## Short problem 1
In the Kubernetes job queue thread below, how many files can each node process at a time in the asker's example?
## Short problem 2
Write what comes next in the Kubernetes job queue thread below, starting after its last sentence.

## Text to read
How to use job queue in kubernetes cluster

12/26/2019

I have a Flask app where I can upload a file and call a Flask API to process that file using the Python subprocess module (which runs a Shell command).

How to make it work with Kubernetes so that file processing can work with the cluster?

Suppose, I have 2 nodes and each node can process 3 files at a time. so, if I have 10 pending processing. 6 of them will be done on the 2 nodes and 4 will be in the queue.

I have seen Kubernetes autoscaling but it seems, it will fire as many nodes as needed. If I have a fixed number of nodes and I call my Flask API multiple times, it will be out of resources.

--
kubernetes
python

1 Answer

12/27/2019

if I call this API 20 times, at the same time, all clusters will be out of resources. If all clusters can run 6 pods at a time (this number can change based on the cluster size), before reaching 90% or 100% CPU/memory usage, the remaining 14 pods will the in the queue.

## Available data
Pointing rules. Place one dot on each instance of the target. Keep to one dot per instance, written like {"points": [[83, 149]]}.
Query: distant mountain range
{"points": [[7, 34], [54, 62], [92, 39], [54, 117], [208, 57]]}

## Task output 1
Three files.

## Task output 2
You can create Kubernetes Jobs and set the proper value for parallelism and completions e.g. parallelism: 6 to have up to 6 pods parallel of this job and completions: 20 if you have 20 items to process.

Problems

But there is several problems with using Kubernetes Jobs for this. First, there is no defined way to allocate input-files to the job-pods, so the job-pods need to have logic for that. And if you don't want to start all 20 jobs at the same time, you better should use a queue service to handle a work queue. A queue could be handled by e.g. Kafka or Nats.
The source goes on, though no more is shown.